-- EXERCISE DETAILS --
Pull out every line of the records that contains the string "negative", copying each line in full.

= = = = = = =

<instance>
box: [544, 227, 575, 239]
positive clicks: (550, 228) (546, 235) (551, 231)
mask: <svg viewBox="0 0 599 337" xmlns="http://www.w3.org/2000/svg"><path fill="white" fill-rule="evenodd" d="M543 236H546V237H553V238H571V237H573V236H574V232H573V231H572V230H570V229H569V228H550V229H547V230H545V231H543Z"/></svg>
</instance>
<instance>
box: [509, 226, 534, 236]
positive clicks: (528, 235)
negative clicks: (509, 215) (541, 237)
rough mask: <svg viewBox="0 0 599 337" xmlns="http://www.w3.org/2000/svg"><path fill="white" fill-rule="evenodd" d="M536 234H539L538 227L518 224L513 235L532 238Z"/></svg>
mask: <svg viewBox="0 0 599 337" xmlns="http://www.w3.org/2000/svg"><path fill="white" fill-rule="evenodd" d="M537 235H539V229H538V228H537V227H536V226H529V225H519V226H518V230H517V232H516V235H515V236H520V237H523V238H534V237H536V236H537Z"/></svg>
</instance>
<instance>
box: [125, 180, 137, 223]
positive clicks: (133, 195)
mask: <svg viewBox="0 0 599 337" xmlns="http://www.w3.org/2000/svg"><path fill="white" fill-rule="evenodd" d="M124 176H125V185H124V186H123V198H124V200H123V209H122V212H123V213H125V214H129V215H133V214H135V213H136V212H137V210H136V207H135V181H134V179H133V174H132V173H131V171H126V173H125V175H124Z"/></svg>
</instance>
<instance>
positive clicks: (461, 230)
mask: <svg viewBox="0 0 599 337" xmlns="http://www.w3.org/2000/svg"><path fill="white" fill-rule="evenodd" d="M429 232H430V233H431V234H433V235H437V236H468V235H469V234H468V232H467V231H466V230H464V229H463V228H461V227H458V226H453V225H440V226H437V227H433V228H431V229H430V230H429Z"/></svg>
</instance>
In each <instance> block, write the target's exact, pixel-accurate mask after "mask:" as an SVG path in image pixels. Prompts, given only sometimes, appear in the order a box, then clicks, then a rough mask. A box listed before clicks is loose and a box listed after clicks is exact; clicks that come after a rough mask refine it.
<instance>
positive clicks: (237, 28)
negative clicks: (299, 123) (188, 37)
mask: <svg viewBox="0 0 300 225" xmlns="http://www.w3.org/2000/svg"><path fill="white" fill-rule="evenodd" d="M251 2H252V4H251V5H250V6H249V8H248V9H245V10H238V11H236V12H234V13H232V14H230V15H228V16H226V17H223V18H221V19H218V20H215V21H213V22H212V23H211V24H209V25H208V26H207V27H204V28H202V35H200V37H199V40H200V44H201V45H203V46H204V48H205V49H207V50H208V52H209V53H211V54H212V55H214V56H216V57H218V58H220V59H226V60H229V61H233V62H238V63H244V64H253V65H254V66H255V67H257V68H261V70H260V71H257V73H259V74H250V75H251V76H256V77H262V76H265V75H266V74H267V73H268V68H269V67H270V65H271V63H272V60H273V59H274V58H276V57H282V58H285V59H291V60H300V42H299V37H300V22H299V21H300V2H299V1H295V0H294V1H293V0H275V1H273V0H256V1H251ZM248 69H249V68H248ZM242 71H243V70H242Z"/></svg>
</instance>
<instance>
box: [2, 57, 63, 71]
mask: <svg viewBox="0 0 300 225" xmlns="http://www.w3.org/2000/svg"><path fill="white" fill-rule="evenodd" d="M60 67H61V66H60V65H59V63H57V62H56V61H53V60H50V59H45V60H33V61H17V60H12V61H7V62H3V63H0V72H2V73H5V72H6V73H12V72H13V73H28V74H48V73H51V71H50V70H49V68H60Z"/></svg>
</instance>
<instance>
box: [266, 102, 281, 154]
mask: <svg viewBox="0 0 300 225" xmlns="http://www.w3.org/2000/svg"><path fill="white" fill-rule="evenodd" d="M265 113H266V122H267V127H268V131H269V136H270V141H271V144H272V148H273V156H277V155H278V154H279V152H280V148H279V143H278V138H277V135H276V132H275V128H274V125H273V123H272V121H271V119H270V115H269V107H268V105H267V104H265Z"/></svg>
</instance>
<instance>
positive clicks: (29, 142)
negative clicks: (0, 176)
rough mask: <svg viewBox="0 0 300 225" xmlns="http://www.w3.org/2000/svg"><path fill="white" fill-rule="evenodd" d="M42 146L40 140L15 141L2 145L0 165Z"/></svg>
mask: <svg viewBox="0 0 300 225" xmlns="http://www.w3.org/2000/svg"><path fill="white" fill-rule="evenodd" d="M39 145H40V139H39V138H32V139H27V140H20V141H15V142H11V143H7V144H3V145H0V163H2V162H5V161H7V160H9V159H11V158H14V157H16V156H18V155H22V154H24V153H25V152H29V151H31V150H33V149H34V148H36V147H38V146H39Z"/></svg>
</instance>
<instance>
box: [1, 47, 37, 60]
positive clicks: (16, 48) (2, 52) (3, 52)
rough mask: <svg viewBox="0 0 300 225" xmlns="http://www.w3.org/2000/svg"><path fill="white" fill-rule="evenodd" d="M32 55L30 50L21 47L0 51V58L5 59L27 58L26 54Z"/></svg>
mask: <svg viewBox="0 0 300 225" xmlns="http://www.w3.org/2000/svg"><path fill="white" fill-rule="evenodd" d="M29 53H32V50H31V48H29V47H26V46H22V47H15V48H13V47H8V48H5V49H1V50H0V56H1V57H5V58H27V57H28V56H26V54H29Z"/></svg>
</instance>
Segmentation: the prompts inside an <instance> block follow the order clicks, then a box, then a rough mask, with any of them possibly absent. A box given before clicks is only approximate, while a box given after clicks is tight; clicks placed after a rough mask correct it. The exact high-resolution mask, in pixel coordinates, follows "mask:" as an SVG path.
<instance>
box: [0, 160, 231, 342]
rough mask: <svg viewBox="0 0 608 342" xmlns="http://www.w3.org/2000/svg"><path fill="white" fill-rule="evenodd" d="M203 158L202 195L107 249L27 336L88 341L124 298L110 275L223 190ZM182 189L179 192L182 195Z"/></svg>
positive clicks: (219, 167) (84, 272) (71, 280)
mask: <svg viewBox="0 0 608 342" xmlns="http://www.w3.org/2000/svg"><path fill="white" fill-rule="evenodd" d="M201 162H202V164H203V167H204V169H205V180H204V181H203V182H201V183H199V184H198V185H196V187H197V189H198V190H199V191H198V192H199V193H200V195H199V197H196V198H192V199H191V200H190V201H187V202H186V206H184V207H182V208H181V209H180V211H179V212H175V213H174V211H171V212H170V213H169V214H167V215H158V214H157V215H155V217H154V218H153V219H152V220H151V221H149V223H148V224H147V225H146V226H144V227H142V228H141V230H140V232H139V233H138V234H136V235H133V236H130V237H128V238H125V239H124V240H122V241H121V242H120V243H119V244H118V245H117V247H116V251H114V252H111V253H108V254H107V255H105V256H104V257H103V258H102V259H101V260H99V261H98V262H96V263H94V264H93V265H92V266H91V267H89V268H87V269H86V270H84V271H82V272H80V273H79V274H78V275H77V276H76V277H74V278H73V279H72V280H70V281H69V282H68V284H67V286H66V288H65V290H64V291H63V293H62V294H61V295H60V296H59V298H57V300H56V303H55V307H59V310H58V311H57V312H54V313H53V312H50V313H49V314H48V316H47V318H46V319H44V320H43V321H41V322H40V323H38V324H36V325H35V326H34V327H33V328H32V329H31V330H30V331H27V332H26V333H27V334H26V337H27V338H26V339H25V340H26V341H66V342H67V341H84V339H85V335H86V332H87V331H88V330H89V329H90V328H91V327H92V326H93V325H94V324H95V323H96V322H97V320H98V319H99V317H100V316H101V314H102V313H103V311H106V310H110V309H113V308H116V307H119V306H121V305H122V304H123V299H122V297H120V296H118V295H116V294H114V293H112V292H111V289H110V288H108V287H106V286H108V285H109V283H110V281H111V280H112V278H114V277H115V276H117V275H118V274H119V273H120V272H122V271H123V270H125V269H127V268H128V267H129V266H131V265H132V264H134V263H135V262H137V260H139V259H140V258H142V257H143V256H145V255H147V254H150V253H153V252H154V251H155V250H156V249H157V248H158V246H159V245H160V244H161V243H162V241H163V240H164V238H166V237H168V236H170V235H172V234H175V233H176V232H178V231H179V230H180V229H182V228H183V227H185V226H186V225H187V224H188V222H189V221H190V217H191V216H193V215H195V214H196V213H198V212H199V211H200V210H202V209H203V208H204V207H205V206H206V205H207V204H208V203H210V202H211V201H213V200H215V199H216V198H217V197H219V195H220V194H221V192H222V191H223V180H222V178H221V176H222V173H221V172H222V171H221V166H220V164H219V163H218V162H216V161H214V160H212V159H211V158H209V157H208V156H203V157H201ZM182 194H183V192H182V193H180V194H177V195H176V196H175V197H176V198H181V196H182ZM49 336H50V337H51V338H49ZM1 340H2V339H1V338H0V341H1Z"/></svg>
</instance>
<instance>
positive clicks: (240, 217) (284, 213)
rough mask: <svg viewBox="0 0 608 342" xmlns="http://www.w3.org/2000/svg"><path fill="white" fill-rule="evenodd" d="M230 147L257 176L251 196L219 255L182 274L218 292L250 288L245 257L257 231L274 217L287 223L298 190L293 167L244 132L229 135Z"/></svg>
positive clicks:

= = = = = = =

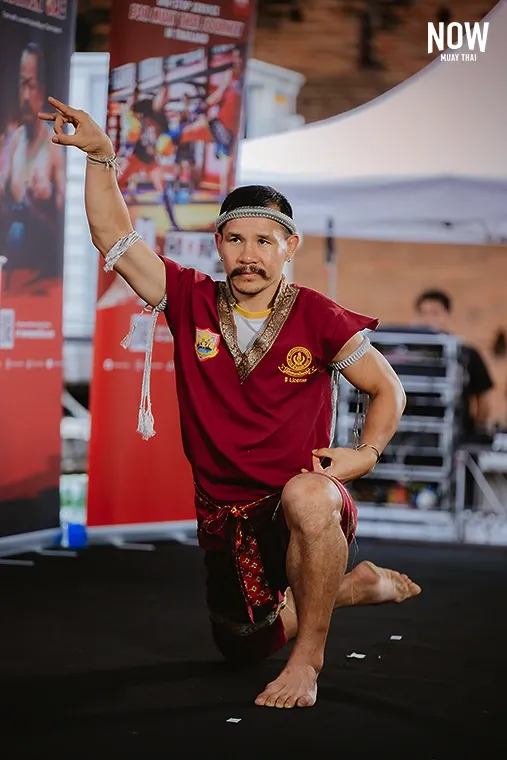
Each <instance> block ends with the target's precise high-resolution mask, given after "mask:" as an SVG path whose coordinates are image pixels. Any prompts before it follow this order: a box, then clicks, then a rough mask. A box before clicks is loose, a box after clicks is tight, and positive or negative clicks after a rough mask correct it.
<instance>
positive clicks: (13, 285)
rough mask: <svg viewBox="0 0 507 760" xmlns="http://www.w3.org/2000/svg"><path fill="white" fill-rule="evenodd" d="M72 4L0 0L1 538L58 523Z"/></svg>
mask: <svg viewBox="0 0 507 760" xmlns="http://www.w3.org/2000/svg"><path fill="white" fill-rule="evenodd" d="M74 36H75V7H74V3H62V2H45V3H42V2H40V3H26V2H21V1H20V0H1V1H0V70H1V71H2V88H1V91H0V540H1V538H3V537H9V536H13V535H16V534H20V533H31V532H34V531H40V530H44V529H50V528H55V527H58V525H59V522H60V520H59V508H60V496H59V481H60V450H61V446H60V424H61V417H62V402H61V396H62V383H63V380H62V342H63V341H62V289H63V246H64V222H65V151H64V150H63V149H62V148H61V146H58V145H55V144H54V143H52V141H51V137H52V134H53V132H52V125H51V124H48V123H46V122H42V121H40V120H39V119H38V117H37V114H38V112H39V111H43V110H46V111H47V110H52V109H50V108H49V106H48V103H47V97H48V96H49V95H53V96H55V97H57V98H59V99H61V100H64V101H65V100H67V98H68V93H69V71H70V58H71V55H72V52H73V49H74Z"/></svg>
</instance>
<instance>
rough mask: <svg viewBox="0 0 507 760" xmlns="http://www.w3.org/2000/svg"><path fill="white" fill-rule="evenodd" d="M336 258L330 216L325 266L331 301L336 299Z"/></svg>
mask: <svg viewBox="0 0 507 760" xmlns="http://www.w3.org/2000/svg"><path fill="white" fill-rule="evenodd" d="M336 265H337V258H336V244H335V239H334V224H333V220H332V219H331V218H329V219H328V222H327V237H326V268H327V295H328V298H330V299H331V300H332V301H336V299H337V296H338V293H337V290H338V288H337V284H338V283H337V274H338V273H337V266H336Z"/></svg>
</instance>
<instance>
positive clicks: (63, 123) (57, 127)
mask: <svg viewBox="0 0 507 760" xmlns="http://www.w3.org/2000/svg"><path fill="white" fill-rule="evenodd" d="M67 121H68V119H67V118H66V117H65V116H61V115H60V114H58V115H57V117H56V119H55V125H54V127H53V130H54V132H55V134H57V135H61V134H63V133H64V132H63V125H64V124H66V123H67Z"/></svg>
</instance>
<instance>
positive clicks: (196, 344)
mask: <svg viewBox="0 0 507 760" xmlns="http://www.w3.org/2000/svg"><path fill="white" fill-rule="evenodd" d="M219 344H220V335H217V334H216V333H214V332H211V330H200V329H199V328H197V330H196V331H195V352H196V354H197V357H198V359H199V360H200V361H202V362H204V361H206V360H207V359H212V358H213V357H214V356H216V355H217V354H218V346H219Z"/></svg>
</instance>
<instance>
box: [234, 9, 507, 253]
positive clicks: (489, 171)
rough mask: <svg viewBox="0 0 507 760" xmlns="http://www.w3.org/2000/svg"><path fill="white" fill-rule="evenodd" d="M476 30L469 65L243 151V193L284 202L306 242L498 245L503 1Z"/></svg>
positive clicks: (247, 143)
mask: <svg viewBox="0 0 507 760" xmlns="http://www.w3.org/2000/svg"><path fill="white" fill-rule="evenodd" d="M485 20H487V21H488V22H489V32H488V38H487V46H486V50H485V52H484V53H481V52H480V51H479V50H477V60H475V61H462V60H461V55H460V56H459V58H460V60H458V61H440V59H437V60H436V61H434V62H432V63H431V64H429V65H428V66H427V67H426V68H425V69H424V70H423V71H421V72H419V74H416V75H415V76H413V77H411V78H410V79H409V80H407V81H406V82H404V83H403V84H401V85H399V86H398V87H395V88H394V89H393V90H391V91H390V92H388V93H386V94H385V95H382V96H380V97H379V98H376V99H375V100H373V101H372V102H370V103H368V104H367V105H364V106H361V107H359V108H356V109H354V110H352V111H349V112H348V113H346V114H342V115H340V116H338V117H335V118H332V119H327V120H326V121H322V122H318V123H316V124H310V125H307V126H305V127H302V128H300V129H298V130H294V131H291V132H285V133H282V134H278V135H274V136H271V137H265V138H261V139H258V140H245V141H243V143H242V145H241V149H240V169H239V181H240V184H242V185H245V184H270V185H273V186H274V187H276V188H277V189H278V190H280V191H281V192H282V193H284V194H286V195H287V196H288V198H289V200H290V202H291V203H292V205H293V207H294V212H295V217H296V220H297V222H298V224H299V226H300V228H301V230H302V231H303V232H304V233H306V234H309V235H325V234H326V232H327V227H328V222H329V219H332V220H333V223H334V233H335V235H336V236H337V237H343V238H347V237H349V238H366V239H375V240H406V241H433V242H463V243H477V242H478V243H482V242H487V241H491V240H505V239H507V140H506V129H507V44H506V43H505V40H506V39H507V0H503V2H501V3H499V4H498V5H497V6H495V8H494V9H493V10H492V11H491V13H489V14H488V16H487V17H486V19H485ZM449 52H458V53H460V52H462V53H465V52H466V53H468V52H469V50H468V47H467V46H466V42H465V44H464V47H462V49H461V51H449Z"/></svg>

= = = = = = =

-- EXERCISE RESULT --
negative clicks: (509, 215) (541, 237)
negative clicks: (299, 123) (188, 37)
negative clicks: (0, 176)
Each <instance> block ends with the target's precise high-resolution mask, given after "mask:" as an SVG path whose coordinates are image pixels. Any prompts before it follow this order: a box, then clicks, then a rough mask. A box before clicks is loose, a box after clicks is tight, and positive or negative clicks after a rough mask correct it.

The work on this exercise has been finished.